What you need to do. Would you please copy each line of the data in which the string "facade" occurs?
*-*-*
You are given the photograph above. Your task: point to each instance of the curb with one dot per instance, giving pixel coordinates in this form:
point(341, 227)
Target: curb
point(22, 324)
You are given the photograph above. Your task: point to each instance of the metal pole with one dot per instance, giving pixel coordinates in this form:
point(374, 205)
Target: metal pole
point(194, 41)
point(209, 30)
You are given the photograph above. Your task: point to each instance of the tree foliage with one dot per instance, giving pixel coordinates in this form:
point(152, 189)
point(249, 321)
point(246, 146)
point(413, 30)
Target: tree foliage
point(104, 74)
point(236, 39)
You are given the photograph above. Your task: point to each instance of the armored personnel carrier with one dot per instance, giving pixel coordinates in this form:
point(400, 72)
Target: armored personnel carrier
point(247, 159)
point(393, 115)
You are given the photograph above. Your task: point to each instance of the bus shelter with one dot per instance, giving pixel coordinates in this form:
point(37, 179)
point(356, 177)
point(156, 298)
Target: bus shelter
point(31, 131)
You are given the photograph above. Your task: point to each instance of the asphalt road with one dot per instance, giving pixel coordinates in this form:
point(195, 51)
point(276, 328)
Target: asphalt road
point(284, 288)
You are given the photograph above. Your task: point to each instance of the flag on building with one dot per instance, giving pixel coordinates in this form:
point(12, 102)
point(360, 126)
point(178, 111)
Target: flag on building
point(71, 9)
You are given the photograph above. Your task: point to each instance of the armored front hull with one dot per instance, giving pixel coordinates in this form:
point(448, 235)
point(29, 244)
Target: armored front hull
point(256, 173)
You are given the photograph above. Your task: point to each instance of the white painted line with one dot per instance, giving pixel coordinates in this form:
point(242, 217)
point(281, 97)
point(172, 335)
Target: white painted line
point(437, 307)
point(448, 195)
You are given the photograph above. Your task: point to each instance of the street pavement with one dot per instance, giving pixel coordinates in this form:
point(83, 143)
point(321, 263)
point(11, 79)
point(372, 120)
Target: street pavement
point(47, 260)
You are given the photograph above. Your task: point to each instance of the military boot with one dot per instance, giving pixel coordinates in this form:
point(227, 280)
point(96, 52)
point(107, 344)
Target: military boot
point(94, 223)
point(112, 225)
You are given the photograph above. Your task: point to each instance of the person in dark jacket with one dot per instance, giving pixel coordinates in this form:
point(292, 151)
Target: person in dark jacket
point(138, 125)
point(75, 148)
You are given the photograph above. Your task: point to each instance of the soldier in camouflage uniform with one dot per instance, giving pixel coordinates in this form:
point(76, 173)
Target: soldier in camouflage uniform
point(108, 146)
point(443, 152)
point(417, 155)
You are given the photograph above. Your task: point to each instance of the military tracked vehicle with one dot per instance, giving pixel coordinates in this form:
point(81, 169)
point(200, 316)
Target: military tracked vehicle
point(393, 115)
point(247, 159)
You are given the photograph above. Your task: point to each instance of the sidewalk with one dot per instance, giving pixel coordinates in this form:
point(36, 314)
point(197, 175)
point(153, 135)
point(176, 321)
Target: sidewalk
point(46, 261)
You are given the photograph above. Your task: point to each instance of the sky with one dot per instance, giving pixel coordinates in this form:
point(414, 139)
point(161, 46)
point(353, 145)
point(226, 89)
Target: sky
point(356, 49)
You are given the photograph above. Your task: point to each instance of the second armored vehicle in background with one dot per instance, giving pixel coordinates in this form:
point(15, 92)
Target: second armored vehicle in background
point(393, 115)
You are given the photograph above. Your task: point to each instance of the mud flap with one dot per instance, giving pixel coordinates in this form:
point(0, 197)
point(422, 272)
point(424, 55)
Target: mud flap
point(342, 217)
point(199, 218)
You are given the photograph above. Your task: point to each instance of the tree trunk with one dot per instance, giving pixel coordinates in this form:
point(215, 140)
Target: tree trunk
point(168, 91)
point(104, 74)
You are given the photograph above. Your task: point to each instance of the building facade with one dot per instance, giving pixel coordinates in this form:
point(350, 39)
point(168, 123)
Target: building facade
*-*-*
Expected output.
You are given the photograph above. Your task: point to each instance of the building facade with one dot per instance, giving pixel coordinates in this form:
Target: building facade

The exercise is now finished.